> What you will do
Render the items below as a numbered list, starting at the line that contains "Where can the wooden" and ending at the last line of the items. Omit any blank lines.

— begin Dataset content —

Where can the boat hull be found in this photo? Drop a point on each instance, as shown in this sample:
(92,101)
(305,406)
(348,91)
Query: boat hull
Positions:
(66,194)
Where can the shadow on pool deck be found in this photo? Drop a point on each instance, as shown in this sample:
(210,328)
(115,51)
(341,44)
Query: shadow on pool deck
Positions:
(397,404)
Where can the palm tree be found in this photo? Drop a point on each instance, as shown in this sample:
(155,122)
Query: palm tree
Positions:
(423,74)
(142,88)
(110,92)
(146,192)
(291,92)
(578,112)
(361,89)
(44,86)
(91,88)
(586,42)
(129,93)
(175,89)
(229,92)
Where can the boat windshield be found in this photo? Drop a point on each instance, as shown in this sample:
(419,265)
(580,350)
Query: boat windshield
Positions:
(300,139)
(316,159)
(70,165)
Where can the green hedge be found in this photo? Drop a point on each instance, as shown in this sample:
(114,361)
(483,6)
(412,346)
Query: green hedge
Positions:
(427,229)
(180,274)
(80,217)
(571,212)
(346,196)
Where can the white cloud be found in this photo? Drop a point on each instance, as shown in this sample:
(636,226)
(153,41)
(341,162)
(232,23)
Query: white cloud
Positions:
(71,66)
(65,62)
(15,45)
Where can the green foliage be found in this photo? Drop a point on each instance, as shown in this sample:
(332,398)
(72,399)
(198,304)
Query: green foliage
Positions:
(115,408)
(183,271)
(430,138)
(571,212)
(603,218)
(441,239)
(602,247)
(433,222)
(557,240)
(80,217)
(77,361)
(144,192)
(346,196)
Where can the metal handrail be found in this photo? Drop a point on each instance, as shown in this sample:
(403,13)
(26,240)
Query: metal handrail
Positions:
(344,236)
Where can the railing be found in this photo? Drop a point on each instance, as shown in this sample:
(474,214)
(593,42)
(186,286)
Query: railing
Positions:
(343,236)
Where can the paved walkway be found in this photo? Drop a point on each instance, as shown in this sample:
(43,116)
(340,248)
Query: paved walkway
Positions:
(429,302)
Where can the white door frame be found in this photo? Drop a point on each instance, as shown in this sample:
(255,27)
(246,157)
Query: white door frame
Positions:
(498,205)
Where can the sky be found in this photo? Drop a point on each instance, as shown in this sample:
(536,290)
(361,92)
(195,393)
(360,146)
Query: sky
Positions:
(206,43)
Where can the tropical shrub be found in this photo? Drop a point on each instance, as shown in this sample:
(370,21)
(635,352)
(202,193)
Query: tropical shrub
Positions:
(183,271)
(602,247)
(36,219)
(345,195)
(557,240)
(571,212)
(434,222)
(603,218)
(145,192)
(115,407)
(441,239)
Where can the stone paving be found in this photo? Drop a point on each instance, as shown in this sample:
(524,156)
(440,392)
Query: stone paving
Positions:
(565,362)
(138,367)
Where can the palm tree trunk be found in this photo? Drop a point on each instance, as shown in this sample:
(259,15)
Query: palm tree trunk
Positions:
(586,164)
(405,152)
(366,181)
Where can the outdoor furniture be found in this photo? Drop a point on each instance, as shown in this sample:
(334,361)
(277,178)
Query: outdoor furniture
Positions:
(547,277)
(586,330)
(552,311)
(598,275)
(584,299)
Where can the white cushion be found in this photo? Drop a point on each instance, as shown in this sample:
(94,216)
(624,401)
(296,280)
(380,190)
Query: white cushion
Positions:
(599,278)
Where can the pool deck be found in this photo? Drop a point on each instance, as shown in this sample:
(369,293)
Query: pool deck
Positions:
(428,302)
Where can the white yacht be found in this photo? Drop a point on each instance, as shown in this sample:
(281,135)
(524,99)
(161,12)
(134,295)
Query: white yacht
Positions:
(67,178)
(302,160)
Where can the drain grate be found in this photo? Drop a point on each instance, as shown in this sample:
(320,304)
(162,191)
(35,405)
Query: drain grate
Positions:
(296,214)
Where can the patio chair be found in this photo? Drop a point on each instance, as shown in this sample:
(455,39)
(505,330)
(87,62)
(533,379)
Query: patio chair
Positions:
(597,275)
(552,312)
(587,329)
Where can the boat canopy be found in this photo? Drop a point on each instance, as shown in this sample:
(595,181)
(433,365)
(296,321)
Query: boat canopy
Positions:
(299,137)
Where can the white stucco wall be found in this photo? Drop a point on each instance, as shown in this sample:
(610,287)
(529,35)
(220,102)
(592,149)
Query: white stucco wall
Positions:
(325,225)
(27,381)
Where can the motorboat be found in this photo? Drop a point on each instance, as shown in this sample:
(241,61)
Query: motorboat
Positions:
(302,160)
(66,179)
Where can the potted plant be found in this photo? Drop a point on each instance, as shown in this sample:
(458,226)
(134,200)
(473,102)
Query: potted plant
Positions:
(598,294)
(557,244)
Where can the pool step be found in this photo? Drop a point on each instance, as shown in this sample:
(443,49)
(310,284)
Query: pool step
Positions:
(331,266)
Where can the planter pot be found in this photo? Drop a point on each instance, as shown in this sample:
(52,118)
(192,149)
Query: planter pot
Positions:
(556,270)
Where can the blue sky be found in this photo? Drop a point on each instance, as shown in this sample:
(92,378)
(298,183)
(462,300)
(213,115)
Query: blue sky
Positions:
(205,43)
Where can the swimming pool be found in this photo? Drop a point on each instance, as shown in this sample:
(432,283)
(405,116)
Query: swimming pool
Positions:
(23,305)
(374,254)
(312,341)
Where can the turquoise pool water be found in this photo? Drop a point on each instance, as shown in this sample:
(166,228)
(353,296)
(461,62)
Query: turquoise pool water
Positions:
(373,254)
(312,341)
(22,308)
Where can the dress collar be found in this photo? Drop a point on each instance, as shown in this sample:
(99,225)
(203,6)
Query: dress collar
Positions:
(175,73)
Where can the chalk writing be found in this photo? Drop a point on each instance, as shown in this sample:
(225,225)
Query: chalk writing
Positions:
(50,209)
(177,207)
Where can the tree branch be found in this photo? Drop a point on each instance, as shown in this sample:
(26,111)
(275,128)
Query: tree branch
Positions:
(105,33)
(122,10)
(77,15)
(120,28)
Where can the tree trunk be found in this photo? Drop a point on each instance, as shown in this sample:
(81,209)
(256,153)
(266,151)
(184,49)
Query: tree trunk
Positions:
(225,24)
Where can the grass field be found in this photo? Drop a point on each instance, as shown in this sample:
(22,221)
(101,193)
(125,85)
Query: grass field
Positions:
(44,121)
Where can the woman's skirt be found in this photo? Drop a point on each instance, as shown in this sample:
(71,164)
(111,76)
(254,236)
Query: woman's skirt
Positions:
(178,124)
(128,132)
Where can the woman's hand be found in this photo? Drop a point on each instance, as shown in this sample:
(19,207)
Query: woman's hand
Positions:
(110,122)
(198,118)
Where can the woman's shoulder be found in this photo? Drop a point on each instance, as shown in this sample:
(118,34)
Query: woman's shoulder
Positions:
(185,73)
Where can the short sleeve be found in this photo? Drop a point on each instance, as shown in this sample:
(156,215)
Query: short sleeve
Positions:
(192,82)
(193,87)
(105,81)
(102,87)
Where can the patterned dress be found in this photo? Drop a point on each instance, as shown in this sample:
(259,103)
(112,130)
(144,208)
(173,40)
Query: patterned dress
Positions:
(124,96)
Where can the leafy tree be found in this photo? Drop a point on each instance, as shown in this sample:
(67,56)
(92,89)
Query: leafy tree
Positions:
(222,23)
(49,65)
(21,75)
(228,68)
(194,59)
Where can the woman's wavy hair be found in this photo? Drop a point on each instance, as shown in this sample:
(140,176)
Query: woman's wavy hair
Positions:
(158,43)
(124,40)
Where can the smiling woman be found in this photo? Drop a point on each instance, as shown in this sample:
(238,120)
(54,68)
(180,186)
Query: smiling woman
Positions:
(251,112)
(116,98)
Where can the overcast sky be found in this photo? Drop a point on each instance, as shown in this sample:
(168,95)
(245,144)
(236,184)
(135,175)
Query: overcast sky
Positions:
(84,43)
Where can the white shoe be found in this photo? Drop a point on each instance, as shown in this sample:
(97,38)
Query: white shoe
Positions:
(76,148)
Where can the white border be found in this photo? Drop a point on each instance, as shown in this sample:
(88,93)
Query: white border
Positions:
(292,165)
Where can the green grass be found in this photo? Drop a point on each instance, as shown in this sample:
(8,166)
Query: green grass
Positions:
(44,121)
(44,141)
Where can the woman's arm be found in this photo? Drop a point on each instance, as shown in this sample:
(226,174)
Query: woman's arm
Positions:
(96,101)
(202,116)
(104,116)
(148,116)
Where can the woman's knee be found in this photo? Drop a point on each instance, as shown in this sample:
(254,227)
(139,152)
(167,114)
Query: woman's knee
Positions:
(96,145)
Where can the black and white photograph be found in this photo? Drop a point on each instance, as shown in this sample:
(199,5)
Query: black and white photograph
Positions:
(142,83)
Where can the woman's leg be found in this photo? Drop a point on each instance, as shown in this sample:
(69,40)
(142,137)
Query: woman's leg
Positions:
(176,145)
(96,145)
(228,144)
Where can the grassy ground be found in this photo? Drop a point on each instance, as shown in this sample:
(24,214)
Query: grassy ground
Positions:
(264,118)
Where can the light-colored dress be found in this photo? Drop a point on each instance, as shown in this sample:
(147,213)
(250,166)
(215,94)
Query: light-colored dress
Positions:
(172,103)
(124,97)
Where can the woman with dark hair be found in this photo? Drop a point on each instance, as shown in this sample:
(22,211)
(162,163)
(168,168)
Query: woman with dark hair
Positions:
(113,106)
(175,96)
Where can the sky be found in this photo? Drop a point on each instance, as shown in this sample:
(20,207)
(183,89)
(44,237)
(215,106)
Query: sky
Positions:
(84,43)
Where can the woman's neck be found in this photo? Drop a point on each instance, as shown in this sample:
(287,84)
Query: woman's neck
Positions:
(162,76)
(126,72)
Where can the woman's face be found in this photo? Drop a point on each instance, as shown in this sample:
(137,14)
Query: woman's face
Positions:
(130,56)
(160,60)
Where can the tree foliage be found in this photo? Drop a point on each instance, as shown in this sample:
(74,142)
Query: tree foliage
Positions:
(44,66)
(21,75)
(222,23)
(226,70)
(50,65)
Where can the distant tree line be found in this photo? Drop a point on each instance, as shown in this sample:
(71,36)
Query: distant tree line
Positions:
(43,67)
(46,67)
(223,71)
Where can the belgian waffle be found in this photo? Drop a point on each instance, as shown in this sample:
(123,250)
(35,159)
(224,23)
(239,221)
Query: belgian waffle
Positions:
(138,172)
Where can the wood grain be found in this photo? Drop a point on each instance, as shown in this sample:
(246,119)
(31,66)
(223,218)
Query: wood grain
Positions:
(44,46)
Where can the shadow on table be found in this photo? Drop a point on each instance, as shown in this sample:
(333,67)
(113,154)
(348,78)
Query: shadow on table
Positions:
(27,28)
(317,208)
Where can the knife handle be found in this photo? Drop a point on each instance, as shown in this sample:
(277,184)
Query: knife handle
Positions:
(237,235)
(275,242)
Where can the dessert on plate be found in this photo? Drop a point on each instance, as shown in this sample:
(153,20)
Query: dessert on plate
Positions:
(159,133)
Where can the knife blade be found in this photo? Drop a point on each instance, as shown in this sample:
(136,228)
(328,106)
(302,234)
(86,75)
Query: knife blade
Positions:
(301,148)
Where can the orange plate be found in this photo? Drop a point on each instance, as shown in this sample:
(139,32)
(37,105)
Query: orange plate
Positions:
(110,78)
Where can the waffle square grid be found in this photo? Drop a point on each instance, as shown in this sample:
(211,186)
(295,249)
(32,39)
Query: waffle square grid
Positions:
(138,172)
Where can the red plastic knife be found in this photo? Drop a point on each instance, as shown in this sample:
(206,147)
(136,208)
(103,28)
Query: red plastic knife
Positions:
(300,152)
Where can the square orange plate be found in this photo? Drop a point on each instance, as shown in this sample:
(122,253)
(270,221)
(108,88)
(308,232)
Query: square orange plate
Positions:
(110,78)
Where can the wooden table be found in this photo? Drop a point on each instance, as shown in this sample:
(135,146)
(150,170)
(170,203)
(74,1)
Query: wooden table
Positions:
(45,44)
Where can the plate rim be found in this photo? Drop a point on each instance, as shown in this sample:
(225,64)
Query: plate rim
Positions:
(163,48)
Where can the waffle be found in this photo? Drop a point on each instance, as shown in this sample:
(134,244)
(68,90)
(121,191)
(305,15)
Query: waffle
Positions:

— end Dataset content —

> Complete response
1. Where can the wooden table be found in this photo? Drop a point on each instance, as shown in this sample:
2. (135,146)
3. (150,170)
4. (170,203)
5. (74,1)
6. Query: wooden table
7. Positions:
8. (45,44)
9. Where can the plate rim be found in this photo? Drop a point on each instance, as shown in this sample:
10. (225,64)
11. Query: plate rim
12. Positions:
13. (163,48)
14. Where can the waffle be found in this photo? Drop a point on each instance, as shown in this sample:
15. (134,244)
16. (68,90)
17. (121,191)
18. (305,15)
19. Query: waffle
20. Positions:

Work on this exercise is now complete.